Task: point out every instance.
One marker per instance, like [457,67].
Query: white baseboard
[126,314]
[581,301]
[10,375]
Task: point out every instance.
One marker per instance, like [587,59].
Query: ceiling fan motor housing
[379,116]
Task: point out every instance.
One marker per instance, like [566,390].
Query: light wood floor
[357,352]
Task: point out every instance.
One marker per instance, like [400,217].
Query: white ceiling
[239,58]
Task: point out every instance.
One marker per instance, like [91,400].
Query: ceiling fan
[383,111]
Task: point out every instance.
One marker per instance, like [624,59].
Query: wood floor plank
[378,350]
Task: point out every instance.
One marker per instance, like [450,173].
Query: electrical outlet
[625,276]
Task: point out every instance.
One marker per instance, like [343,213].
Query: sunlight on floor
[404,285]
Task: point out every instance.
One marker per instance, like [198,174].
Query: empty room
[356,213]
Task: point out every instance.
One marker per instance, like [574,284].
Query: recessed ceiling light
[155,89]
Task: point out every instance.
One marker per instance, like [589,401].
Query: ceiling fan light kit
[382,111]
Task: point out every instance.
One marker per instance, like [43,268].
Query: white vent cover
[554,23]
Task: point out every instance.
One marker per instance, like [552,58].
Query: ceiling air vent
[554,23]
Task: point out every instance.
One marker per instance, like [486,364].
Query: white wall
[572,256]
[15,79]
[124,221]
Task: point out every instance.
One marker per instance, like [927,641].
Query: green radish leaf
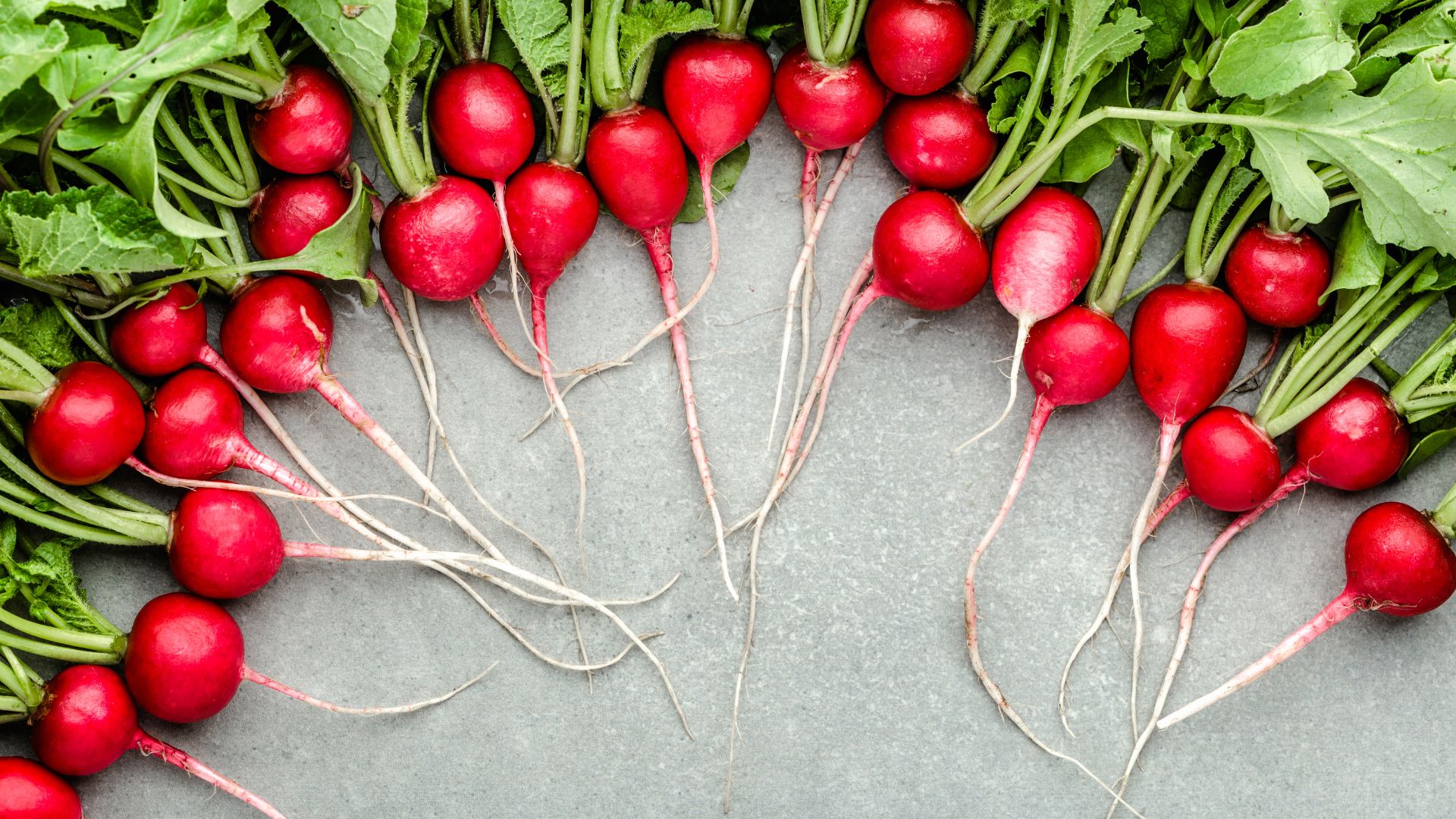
[41,333]
[648,22]
[1398,149]
[726,177]
[1360,260]
[343,249]
[93,229]
[1292,46]
[133,158]
[354,41]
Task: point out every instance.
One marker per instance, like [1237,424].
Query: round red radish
[927,254]
[717,91]
[290,210]
[481,120]
[224,544]
[277,334]
[827,108]
[638,165]
[940,140]
[1231,464]
[194,428]
[85,722]
[1356,441]
[1398,561]
[552,212]
[1279,278]
[31,792]
[446,241]
[919,46]
[306,127]
[86,426]
[184,657]
[1044,253]
[164,335]
[1187,344]
[1076,356]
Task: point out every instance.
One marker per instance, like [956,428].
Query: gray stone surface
[859,698]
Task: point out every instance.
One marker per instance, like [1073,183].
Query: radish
[919,46]
[31,792]
[1279,279]
[940,140]
[1398,561]
[306,126]
[88,720]
[1043,256]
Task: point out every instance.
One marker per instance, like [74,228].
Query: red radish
[919,46]
[637,162]
[88,720]
[85,426]
[306,127]
[1397,561]
[481,120]
[1044,253]
[1279,279]
[30,792]
[443,242]
[940,140]
[290,210]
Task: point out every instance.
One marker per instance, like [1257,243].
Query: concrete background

● Instructions to follow
Output every entry above verbatim, but leave out the pictures.

● Task response
Task: point out every instance.
One marker per instance, like [457,67].
Query: white baseboard
[126,314]
[581,301]
[10,375]
Task: point out every instance.
One marker per instance, like [587,59].
Query: ceiling fan motor housing
[379,116]
Task: point out every instance.
One marker per instance, like [566,390].
Query: light wood floor
[357,352]
Task: point out every instance.
One marker per instance, like [400,217].
Query: white ceiling
[239,58]
Task: point out every instance.
One marker per instance, like [91,400].
Query: ceiling fan
[383,111]
Task: point out every instance.
One marker per instance, like [624,59].
Query: wood floor plank
[378,350]
Task: point out every instance.
One marker per instance, like [450,173].
Query: electrical outlet
[625,276]
Task: point out every instance.
One marker per instance, like [343,213].
Query: sunlight on floor
[404,285]
Task: point out every instance.
One marker per instance, like [198,174].
Query: empty room
[356,213]
Task: point out every instance.
One marker per instance, like [574,284].
Query: recessed ceiling light
[155,89]
Task: point out every instance.
One marker per instance, like [589,401].
Query: ceiling fan light kit
[382,111]
Task: point out every instance.
One marker per instance, like [43,268].
Query: white vent cover
[554,23]
Task: point out every instance.
One marker per instance, like [552,58].
Query: ceiling air vent
[554,23]
Task: point out every instance.
One marker per instance, like [486,364].
Query: white wall
[572,256]
[15,79]
[124,221]
Task: point out every instance.
One marker per instance, like [927,641].
Query: green radish leaf
[41,333]
[648,22]
[1398,149]
[726,177]
[1360,260]
[343,249]
[93,229]
[1292,46]
[133,158]
[354,41]
Task: point out every instance.
One marker per instance, like [1237,424].
Query: round red radish
[927,254]
[717,91]
[290,210]
[481,120]
[224,544]
[277,334]
[827,108]
[638,165]
[940,140]
[1231,464]
[194,428]
[85,722]
[1356,441]
[1398,561]
[552,212]
[1279,278]
[31,792]
[446,241]
[919,46]
[306,127]
[86,426]
[184,657]
[1044,253]
[164,335]
[1187,344]
[1076,356]
Task: point out every instance.
One marker per instance, like [956,428].
Query: gray stone surface
[859,698]
Task: point out every instance.
One marker per instance, like [1073,183].
Query: radish
[919,46]
[31,792]
[1279,279]
[940,140]
[1398,561]
[306,126]
[88,720]
[1043,256]
Task: point out every instance.
One marker per instance, like [74,228].
Query: red radish
[919,46]
[637,162]
[88,720]
[85,426]
[306,127]
[1397,561]
[481,120]
[1044,253]
[1279,279]
[30,792]
[443,242]
[940,140]
[290,210]
Task: point out every instance.
One marker per instance, like [1257,243].
Query: concrete background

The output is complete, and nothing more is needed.